= Task statement =
This task requires every entry to be set down again exactly.

^^^^^^^^

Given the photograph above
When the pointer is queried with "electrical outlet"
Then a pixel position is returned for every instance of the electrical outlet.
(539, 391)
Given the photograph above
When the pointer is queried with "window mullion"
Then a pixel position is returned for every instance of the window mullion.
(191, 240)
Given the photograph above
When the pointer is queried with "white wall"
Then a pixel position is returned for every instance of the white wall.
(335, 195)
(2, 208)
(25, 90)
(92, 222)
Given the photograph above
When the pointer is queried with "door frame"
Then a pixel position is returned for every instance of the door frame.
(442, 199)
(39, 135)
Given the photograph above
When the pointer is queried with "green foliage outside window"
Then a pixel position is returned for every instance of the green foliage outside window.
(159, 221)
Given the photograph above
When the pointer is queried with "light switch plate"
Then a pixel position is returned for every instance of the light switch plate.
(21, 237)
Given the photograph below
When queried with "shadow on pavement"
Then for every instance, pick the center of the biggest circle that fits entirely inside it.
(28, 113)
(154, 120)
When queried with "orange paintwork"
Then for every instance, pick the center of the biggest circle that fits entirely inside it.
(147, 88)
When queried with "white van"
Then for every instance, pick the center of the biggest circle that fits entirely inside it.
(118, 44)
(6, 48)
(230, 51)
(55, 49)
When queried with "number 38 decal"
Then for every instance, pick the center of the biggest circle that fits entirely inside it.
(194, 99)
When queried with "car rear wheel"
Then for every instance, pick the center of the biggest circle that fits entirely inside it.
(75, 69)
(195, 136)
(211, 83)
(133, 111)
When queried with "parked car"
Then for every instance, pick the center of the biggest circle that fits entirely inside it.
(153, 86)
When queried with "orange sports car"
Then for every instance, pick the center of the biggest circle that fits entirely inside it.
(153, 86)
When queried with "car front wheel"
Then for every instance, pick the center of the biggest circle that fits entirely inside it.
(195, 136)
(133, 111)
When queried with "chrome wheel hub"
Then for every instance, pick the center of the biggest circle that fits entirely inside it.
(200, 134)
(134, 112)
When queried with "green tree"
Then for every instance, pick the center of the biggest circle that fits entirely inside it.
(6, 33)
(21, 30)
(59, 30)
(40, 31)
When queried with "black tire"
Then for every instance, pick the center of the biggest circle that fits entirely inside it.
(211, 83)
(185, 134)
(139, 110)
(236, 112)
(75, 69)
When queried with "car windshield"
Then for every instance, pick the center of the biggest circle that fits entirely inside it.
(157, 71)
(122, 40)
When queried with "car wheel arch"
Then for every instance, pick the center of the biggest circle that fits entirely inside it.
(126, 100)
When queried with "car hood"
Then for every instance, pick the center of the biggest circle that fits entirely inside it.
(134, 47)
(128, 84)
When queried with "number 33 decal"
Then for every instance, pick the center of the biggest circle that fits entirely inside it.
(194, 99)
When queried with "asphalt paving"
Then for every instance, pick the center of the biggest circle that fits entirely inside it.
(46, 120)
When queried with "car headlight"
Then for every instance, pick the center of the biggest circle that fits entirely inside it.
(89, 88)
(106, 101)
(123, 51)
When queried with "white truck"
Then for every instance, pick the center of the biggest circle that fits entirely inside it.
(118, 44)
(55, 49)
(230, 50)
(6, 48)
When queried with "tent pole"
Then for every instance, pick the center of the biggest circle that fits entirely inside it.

^^^^^^^^

= Exercise solution =
Given the photograph above
When the pointer is queried with "electrical outlet"
Then a pixel position is returned for every instance of the electrical outlet.
(539, 391)
Given the photograph above
When the pointer is queried with "window mullion"
Then a pixel position is returned for every instance of the window mullion.
(191, 240)
Given the photograph above
When the pointer is queried with "white wall"
Then a pixel position is returned for every instance of the white wall.
(335, 195)
(2, 208)
(25, 90)
(92, 222)
Given the photograph above
When the pointer is queried with "door frame"
Then a pixel position is returned for every instance of the door frame.
(442, 199)
(39, 135)
Given the photograph above
When the pointer is queried with "green foliage outside window"
Then a pixel position is returned for every instance of the green foliage outside window.
(159, 221)
Given the photograph above
When the pointer is queried with "light switch plate"
Then a pixel position is returned for every instance of the light switch plate.
(21, 237)
Given the photograph below
When queried with "shadow on pavement"
Then for every instance, pick the center of the biggest circle that fits entirely inside it.
(28, 113)
(154, 120)
When queried with "orange paintwork"
Then for every instance, pick the center of the biggest circle that fits entirely inside it.
(147, 88)
When queried with "white van"
Then for every instance, pick the center of the biggest circle that fits entirely inside it.
(118, 44)
(6, 48)
(230, 51)
(55, 49)
When queried with "number 38 decal"
Then for every instance, pick the center of the biggest circle that fits entirely inside it.
(194, 99)
When queried with "car rear wheel"
Then for every instance, pick the center of the biggest circle that fits entirely inside it.
(75, 69)
(195, 136)
(211, 83)
(133, 111)
When queried with "parked car"
Then for every instance, pick the center of the biggest circle that fits entirely inside it.
(153, 86)
When queried with "orange sports car"
Then for every instance, pick the center of the biggest circle that fits entirely inside it.
(153, 86)
When queried with "car front wheel"
Then for every instance, pick the center of the biggest circle that fits entirely inside it.
(195, 136)
(133, 111)
When queried with "chrome wheel hub"
Then for every instance, pick the center of the biggest circle that fits entirely inside it.
(200, 134)
(134, 112)
When queried with "green tree"
Then for every instance, pick the center of the biggest circle that fits entirely inside it.
(6, 33)
(21, 30)
(59, 30)
(40, 31)
When queried with "black tire"
Then for every instance, pick the center of the biggest circle that fits entirely inside it.
(211, 83)
(185, 134)
(139, 110)
(236, 112)
(75, 69)
When queried with "car windshield"
Then for every instance, pick the center of the biggest circle that fits entirely inside it.
(157, 71)
(122, 40)
When queried with "car wheel arch"
Then for every instance, pick the center of the biggest circle that fits entirely inside it.
(126, 100)
When queried with "car hood"
Then for every instance, pick the center of the biggest circle that fits entirely inside it.
(134, 47)
(128, 84)
When queried with "number 33 decal"
Then for every instance, pick the center of the biggest circle that fits entirely inside it.
(194, 99)
When queried with "asphalt paving"
Then for every instance, pick the center of the biggest circle that fits entirely inside it.
(46, 120)
When queried with "car headlight"
Then for every instance, pick the center of the biggest circle that fits entirely inside it.
(89, 88)
(106, 101)
(123, 51)
When queried with "white truck"
Then for every instance, pick the center of the biggest circle that fits entirely inside it.
(118, 44)
(55, 49)
(230, 50)
(6, 48)
When queried with "tent pole"
Then for every instance, pick the center of the biggest circle that fits entirely inside it.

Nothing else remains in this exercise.